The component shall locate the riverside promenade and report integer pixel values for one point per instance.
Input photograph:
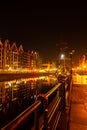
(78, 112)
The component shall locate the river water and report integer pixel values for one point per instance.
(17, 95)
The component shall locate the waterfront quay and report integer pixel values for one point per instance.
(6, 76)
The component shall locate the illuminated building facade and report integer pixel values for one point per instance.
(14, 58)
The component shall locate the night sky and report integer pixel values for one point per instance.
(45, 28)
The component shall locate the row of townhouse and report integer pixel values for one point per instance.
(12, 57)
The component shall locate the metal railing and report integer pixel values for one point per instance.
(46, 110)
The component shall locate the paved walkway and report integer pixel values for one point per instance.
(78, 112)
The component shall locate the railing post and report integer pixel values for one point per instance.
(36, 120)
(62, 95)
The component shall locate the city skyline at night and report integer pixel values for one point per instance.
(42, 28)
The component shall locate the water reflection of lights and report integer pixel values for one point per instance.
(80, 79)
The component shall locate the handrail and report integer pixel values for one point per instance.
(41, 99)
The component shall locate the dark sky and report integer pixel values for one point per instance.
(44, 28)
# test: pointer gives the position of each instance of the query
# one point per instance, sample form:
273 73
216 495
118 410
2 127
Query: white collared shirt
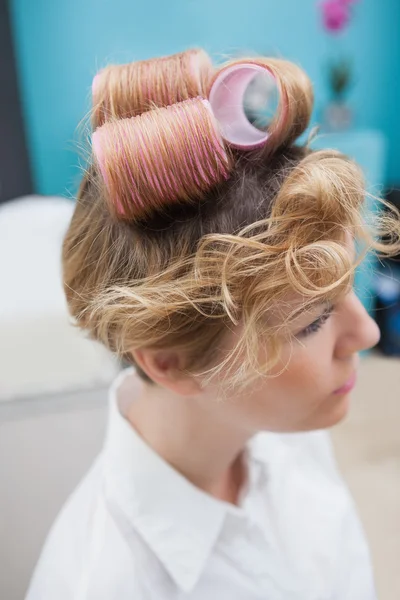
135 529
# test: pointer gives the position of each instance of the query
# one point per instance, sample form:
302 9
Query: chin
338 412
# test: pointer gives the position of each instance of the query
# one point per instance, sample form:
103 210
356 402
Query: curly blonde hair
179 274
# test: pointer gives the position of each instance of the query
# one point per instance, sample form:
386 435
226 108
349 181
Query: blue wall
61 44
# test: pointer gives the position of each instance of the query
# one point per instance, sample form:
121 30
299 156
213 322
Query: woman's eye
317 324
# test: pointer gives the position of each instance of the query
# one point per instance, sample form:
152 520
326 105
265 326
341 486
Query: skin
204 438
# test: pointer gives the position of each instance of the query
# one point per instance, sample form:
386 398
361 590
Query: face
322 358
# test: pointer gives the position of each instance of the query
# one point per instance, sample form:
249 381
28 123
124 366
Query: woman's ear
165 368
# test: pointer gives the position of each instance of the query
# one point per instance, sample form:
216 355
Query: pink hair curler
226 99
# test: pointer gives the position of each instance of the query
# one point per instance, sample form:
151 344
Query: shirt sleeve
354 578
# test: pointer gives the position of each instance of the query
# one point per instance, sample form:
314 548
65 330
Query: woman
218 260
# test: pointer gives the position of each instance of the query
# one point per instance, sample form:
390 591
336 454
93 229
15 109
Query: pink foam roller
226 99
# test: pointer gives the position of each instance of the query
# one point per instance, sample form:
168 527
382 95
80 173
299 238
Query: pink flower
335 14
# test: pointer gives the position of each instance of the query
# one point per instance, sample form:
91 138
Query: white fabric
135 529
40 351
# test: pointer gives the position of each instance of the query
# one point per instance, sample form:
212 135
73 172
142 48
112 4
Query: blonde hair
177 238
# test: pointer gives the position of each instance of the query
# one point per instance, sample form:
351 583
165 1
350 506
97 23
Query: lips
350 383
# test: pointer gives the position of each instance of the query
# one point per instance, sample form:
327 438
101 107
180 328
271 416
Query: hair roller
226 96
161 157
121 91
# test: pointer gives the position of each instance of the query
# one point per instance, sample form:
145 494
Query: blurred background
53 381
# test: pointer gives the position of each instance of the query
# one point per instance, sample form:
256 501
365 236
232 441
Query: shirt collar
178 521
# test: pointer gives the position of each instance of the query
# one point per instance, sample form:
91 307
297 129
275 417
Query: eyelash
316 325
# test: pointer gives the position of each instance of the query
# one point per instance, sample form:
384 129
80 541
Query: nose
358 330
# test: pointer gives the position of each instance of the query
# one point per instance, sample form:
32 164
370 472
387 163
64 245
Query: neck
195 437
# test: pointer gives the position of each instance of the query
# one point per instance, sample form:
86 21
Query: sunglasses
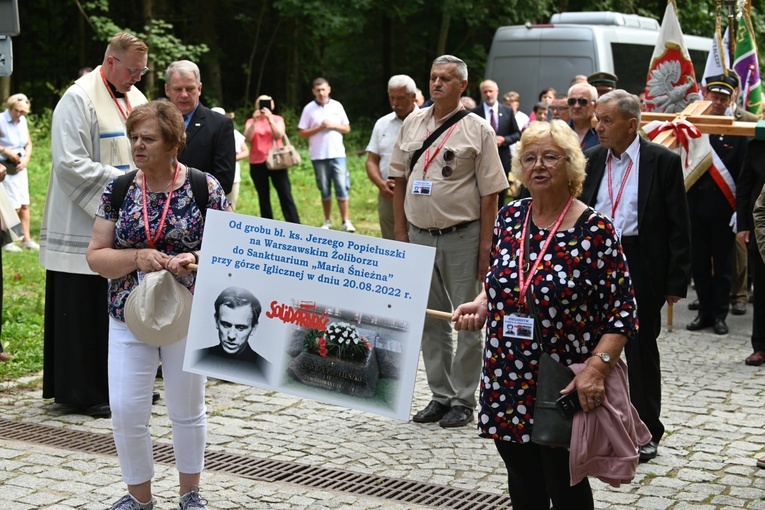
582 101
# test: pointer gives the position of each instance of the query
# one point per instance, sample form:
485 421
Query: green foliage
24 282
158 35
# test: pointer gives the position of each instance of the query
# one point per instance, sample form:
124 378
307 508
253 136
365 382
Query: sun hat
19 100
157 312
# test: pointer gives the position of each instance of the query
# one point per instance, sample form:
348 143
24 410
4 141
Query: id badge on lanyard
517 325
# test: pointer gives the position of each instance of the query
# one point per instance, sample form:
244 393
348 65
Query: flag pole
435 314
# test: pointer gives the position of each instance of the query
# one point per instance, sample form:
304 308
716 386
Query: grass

============================================================

Copy the listing exactly but drop its images.

The component shall locate the riverside promenade and report integer pixel values for one point per instance.
Input photograph:
(78, 112)
The component shall locate the river water and report integer pixel values for one point per instance.
(17, 95)
The component shall locate the waterfront quay and report integer pixel values for one point per instance.
(6, 76)
The component shall locate the illuminated building facade and report integer pixel values for one point per instance.
(14, 58)
The component shall locate the night sky and report integer pixel values for one point per instance.
(45, 28)
The component shall locate the row of townhouse and report integer pixel values for one point per instance.
(12, 57)
The component shall locate the metal railing and report integer pixel values for one point per instance.
(46, 110)
The component shall locate the paved walkway and report integer pixel values for one point per instance.
(78, 112)
The component shall locate the railing post and report integer pixel values for one point per instance.
(36, 120)
(62, 95)
The component shall locate the city skyline at night and report integer pixel values for one point per instance.
(42, 28)
The component shall locate the water reflection of lights and report integer pixel values for one point per instance.
(80, 79)
The component shall locate the handrail and report integer pixel values for one point per instance.
(41, 99)
The component shall locate the dark sky and report integer pixel values for one point per instance.
(44, 28)
# test: pointer gives the position of each instance of the query
# one point per instance, sample form:
273 73
216 495
118 410
2 127
Query: white collared shirt
135 529
# test: pointer gives the position of each instance of the query
# one point per instance, sample form:
302 9
Query: chin
338 412
# test: pointer gives the position of each instance of the query
# one point per instance, sample form:
103 210
356 402
Query: curly blonde hair
179 274
# test: pointer gives the position of each instance of the query
# one point per instance, sample form:
386 435
226 108
349 181
Query: blue wall
61 44
# test: pointer gives the position of each instance of the query
# one point per instance, sample form:
121 30
299 156
213 322
Query: woman's eye
317 324
# test: pointer gives the position of each instance of the query
# one point per instance, sample form:
152 520
326 105
265 326
341 486
Query: skin
204 438
# test: pointer gives the position of each instance of the query
# one point per instance, sample form:
386 398
361 590
Query: face
322 358
# test: pointer gives the position of each instance of the query
# one point per instance, sample form:
249 381
28 123
124 366
Query: woman's ear
165 368
# test: pointer gives the position of each instance of the query
# one point per instance, sample form:
216 355
Query: pink hair curler
226 99
# test: pointer gives the position of each instance of the query
# one point per instance, sample form:
151 344
Query: shirt sleeve
354 578
# test: pointer gives the position of each instance of the query
# one point per instance, sample form:
314 548
65 330
Query: woman
218 260
# test: pointer gives the position of each instance of the query
# one point per instance, sample form:
390 591
336 454
93 229
15 109
Query: pink foam roller
226 99
# test: pointer gives the position of each instance of the query
# one point per instance, sample form:
168 527
382 95
80 173
299 238
Query: pink flower
335 14
# test: pointer gives the position of each instance of the query
# one point per instance, sample form:
91 138
Query: white fabric
135 529
40 351
# test: pointer gives the position of each instance of the query
# one point per instance, sample form:
212 135
73 172
142 48
112 4
Query: blonde hair
177 238
# test: pointer gives the position of each instance of the query
# one point per instance, sample form:
351 583
165 1
350 506
97 23
Query: lips
350 383
# test: pointer gives the position of each instance of the query
# one point per instance, sample form:
327 438
101 107
180 328
271 416
Query: hair roller
226 96
161 157
121 91
# test: pointer gives the position of each instance of the query
# one point per instance, sample form:
145 494
Query: blurred background
53 381
# test: pointer gives the position of each instance of the query
# one point per instance, sample form:
256 501
365 236
232 441
Query: shirt collar
178 521
# test: pointer gives the position of each instance of the query
# one point per instance, sample form:
91 307
297 129
275 417
Query: eyelash
316 325
# test: pointer gives the position of each instance of the query
# one point per instance, sample form:
384 129
80 541
Query: nose
358 330
# test: pointer gives the position of each instance of the query
# one point per instance, sample form:
32 164
370 472
387 163
64 245
Query: neck
195 437
# test: pointer gives the position of each instance of the query
# one point per instance, sample form:
86 21
Query: sunglasses
582 101
# test: pointer gives the position of each instance of the query
# one point per instance, sample form:
485 421
Query: green foliage
24 282
158 35
# test: pointer gives the position of each instance of the query
# one point per instance, sample form:
124 378
307 508
253 136
365 382
Query: sun hat
19 100
157 312
# test: pointer gives the position of each instance of the query
# one point per instance, sample form:
348 143
24 410
4 141
Query: id badge on lanyard
517 325
# test: pointer gives the position of each instance of the query
# one point per instance, sample form:
244 393
348 65
Query: flag pole
435 314
# test: pointer gives the position of each instance of the query
# one point per instance, sample form:
304 308
716 386
Query: grass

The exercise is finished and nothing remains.